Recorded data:
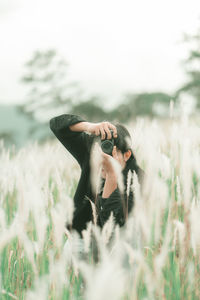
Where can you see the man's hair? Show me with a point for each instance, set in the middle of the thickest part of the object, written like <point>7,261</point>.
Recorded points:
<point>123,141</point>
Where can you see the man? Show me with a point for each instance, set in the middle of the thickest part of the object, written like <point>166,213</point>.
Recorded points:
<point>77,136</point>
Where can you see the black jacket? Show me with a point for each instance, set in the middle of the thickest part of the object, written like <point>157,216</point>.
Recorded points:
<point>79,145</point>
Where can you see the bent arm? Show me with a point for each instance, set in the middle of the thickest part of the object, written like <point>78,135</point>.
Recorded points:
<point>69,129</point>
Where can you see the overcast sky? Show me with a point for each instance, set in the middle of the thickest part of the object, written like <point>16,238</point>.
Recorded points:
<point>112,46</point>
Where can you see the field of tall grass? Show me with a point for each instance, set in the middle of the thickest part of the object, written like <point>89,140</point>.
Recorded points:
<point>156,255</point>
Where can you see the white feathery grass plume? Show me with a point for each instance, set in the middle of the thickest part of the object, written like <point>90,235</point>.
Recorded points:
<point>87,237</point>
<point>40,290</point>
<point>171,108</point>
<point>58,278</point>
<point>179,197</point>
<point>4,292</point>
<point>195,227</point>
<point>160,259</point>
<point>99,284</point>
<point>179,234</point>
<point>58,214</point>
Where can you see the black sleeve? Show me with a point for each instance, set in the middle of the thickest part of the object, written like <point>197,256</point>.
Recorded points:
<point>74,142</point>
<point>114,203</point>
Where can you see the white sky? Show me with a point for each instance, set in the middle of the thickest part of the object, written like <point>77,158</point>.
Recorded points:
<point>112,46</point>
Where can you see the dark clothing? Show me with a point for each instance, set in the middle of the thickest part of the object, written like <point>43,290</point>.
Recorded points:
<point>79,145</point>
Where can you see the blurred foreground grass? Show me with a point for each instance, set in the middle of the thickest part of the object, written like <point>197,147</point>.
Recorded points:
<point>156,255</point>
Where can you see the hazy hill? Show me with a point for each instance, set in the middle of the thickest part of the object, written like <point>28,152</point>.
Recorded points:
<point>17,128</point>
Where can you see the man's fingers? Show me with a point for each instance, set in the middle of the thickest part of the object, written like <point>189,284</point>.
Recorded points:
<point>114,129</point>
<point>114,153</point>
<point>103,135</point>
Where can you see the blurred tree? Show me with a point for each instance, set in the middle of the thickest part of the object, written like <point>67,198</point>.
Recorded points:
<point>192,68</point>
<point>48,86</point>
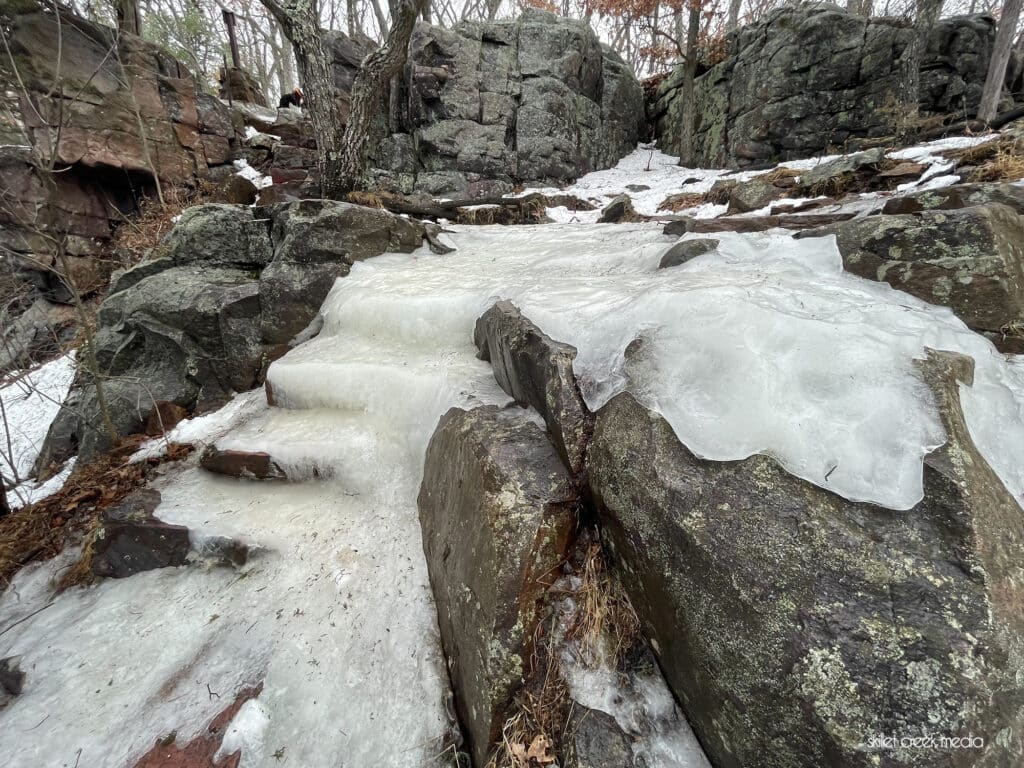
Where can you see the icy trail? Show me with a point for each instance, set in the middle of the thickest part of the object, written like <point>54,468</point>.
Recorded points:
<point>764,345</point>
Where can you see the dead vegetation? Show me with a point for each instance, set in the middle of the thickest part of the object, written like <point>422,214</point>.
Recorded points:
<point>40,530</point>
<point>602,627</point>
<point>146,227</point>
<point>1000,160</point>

* * *

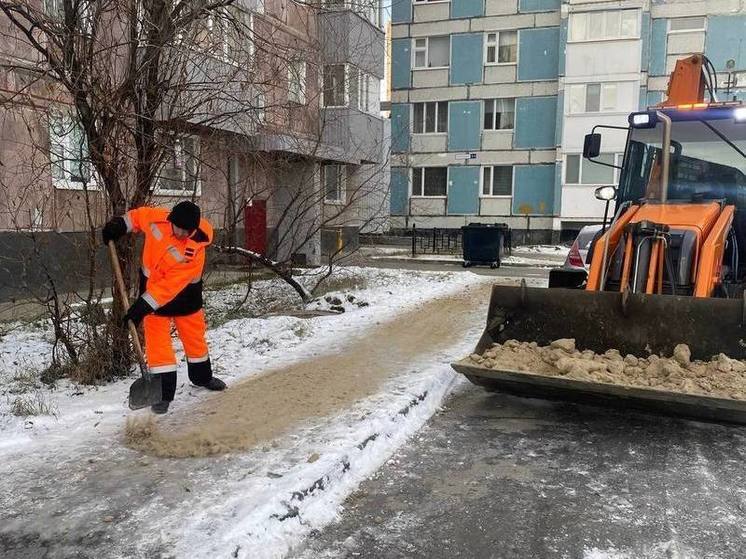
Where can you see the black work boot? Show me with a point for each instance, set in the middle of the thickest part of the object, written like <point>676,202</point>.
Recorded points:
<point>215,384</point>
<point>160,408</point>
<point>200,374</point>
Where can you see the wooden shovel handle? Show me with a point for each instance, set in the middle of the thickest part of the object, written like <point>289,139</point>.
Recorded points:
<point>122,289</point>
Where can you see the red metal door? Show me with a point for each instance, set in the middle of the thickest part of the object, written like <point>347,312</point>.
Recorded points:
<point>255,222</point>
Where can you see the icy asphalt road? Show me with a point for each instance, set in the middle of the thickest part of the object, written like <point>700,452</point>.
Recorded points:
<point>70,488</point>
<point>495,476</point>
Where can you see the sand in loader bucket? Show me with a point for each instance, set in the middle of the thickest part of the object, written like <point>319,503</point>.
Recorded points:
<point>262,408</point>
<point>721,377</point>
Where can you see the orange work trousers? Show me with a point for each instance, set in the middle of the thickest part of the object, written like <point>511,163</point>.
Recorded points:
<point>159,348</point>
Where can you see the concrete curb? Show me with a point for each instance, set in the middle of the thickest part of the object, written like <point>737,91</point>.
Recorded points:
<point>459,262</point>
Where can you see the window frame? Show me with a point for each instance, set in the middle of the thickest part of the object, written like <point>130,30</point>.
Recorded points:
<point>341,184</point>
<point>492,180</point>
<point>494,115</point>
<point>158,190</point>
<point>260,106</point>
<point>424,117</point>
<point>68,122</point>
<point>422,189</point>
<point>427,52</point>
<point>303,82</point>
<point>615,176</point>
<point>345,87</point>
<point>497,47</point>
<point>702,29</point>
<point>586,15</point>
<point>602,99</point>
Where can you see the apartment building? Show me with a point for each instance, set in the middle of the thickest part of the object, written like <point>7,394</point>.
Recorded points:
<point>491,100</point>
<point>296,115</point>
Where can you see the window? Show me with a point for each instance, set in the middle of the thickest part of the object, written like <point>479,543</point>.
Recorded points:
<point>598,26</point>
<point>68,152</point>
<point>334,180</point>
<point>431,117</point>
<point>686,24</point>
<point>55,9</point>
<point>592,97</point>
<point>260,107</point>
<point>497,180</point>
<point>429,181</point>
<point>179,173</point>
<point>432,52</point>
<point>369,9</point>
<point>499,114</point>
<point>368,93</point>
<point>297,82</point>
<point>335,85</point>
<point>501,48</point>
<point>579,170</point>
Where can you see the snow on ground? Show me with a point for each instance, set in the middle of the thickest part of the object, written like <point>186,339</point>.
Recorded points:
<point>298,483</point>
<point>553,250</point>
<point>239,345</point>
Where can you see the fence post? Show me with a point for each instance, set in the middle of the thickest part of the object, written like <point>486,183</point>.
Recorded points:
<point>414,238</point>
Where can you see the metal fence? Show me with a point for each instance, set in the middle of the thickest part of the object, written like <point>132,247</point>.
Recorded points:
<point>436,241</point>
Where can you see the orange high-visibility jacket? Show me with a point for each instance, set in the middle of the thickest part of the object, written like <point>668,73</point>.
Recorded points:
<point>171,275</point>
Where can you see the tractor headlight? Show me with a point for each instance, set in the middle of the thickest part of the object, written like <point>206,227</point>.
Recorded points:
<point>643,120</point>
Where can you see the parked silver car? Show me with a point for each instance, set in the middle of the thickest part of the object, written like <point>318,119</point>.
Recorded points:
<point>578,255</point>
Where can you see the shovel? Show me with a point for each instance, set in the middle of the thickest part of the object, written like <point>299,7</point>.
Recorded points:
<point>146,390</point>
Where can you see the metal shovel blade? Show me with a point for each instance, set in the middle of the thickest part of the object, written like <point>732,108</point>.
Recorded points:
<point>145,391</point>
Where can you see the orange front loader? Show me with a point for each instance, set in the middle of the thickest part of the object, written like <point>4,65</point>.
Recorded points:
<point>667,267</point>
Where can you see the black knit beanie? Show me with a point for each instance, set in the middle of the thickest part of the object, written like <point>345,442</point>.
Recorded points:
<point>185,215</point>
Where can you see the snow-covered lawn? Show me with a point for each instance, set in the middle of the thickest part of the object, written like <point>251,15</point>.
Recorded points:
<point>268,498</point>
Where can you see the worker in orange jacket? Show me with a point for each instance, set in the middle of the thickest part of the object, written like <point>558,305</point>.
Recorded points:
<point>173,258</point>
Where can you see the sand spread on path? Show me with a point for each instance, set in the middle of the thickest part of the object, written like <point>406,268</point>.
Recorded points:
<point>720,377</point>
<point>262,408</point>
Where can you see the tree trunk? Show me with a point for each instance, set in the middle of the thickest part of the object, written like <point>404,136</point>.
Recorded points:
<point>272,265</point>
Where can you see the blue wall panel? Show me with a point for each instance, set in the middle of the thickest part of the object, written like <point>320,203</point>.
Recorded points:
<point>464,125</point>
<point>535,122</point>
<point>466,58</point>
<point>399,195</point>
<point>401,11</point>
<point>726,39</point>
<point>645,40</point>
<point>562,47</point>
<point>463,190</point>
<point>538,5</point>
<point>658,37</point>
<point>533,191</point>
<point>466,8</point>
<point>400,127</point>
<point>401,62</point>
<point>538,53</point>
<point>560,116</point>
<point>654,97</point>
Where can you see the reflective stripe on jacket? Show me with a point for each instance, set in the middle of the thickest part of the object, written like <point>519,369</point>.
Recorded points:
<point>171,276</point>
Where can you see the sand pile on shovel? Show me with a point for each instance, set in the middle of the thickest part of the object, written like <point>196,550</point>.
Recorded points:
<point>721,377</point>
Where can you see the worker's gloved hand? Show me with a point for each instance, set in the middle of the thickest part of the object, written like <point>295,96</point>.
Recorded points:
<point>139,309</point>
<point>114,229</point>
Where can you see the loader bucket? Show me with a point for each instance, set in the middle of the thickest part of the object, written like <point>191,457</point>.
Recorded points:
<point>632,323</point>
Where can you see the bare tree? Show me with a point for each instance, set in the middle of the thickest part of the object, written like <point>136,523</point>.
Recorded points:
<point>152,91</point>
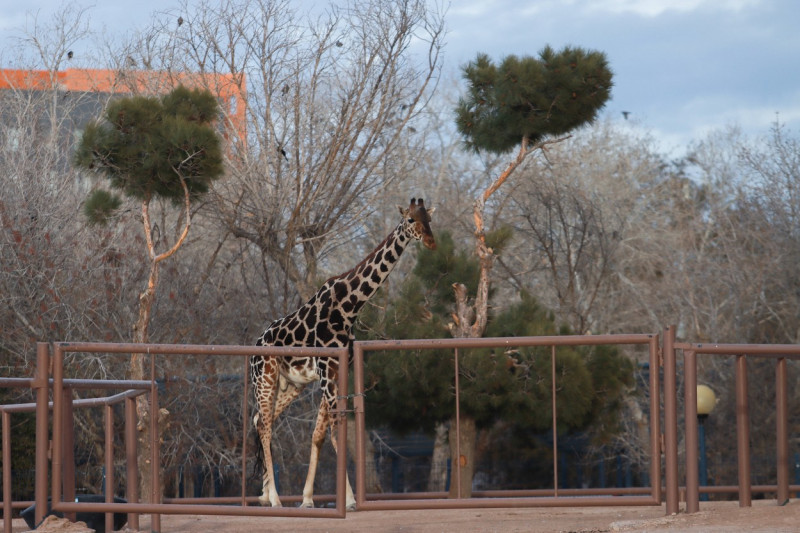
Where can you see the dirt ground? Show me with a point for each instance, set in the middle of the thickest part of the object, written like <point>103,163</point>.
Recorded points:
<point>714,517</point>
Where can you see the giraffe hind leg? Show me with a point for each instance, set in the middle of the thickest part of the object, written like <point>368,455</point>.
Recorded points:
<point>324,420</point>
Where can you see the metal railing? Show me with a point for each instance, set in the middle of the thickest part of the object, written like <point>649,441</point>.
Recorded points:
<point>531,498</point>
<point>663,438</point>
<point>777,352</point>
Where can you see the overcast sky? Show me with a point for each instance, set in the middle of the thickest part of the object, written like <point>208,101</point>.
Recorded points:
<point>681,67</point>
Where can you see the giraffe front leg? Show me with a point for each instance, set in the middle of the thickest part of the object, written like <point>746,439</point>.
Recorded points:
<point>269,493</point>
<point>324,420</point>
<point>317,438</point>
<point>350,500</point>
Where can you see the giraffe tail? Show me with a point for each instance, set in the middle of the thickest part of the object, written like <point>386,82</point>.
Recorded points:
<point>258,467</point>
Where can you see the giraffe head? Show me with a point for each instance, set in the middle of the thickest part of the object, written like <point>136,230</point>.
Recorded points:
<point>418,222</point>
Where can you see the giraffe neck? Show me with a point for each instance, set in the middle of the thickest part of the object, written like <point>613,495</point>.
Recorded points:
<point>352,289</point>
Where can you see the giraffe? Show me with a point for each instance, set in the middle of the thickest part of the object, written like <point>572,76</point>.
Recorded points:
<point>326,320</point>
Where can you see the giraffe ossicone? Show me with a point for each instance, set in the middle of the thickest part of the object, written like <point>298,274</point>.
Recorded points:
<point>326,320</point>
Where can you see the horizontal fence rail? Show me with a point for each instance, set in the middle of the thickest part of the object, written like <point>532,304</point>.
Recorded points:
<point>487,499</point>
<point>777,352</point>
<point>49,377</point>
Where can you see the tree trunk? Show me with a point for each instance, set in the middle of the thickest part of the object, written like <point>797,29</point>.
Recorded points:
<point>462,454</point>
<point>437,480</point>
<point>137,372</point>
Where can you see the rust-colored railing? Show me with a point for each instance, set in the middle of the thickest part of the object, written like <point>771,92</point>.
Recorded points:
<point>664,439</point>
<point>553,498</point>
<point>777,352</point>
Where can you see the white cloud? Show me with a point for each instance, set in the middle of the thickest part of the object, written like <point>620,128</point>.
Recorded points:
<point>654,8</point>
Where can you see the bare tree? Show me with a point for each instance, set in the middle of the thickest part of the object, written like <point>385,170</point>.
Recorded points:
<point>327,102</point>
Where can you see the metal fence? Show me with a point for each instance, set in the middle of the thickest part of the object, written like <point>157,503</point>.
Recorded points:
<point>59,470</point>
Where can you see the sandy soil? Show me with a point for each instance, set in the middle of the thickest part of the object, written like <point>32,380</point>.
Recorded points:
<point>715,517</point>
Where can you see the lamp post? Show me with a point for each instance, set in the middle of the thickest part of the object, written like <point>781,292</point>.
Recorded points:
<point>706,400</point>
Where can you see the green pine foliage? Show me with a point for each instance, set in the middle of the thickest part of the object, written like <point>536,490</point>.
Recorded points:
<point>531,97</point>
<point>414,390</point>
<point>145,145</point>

* * *

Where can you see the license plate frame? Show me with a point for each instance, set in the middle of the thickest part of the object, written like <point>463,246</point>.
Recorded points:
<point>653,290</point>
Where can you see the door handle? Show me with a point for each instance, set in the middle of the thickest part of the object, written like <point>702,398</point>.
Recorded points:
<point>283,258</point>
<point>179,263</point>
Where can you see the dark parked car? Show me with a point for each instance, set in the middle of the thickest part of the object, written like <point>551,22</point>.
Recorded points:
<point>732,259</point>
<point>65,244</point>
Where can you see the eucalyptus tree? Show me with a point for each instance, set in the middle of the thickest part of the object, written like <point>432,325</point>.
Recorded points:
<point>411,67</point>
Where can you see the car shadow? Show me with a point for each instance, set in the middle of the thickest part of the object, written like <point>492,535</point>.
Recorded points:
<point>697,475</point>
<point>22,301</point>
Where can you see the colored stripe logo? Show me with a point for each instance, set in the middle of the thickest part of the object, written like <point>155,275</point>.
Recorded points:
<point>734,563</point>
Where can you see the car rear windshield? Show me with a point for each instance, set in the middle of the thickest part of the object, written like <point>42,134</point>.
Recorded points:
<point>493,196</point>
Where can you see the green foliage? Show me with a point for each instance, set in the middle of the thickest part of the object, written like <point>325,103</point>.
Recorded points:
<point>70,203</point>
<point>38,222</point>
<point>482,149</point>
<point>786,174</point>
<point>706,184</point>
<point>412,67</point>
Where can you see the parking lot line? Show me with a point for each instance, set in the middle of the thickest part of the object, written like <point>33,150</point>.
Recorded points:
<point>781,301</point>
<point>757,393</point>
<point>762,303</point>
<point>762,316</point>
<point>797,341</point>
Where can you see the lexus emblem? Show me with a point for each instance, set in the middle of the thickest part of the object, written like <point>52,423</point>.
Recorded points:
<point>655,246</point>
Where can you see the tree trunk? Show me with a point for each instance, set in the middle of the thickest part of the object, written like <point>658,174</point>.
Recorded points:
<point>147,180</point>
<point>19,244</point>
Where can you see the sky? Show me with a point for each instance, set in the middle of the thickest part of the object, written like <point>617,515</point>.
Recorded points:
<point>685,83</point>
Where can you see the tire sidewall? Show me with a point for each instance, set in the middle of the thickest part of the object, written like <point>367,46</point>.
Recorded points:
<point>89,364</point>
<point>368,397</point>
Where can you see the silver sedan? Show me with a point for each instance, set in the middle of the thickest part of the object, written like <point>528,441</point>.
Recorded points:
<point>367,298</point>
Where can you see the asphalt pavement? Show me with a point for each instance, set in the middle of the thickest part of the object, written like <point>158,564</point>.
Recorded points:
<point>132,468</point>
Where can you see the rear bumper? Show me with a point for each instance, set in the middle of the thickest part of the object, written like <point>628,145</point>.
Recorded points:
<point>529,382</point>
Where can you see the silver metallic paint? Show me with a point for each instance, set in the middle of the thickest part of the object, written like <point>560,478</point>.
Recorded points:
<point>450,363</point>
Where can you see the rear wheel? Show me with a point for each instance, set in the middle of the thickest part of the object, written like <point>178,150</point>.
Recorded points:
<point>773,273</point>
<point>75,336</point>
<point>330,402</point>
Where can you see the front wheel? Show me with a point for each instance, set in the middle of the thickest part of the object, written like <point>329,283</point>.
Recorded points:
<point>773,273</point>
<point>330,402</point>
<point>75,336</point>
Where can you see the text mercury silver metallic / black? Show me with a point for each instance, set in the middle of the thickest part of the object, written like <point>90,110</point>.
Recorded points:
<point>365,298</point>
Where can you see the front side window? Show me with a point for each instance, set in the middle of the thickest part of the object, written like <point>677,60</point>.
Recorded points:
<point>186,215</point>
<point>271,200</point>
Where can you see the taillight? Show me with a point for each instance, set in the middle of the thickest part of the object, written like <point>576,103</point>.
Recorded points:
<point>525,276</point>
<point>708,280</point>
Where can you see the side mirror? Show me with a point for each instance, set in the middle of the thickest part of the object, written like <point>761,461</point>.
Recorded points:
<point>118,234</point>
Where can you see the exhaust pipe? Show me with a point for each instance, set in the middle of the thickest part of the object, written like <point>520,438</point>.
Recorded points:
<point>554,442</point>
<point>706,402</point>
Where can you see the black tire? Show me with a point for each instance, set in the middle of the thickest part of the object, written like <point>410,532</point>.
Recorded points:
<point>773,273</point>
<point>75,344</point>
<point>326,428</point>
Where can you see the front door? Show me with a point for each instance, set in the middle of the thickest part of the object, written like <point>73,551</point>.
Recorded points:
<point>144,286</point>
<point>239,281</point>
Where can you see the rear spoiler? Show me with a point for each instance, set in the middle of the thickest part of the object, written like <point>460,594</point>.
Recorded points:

§ Activity:
The answer is the lines above between the line holding "Where can you see the car shadow?" and the line holding "Where can you see the tire", inclusive, each written out exactly, and no others.

§ Exercise result:
Where can you see the car shadow? Show me with a point for each instance, set in the middle of the thickest part of the object, written like <point>492,535</point>.
Recorded points:
<point>697,475</point>
<point>22,301</point>
Where can you see the colored stripe logo? Show me with a point for each instance, set in the middle of the thickest part of the object, written like <point>155,275</point>.
Recorded points:
<point>734,563</point>
Where can you see the car rear windshield? Show me with a point for each instance, set in the middle of the thickest part of the object, written like <point>42,134</point>.
Recorded points:
<point>493,196</point>
Where can you see the green foliage? Show me with a point for each instance, set in the middle of the thickest part of the object, written like <point>325,103</point>.
Recorded points:
<point>70,203</point>
<point>38,222</point>
<point>482,149</point>
<point>786,174</point>
<point>706,184</point>
<point>412,67</point>
Where can you see the parking lot line? Show me with a point for each instance, set in the middle of the thickest part of the object, written like <point>33,150</point>.
Recorded points:
<point>781,301</point>
<point>757,393</point>
<point>762,303</point>
<point>762,316</point>
<point>797,341</point>
Where can you see the lexus emblem? Show me with a point for each instance, set in the middle of the thickest part of the object, written like <point>52,423</point>.
Recorded points:
<point>655,246</point>
Where can you see the tree trunk? Show me with a point for each instance, set in the middle of the thickest part of the object, written like <point>658,174</point>.
Recorded points:
<point>147,180</point>
<point>19,244</point>
Where can you see the sky? Show me with a point for each instance, set in the middle of the thickest part of the object, written like <point>617,515</point>.
Recorded points:
<point>685,83</point>
Where can you see the tire sidewall? Show me with a point for each instance, set in the middle of the thickest part of the object, written like <point>367,46</point>.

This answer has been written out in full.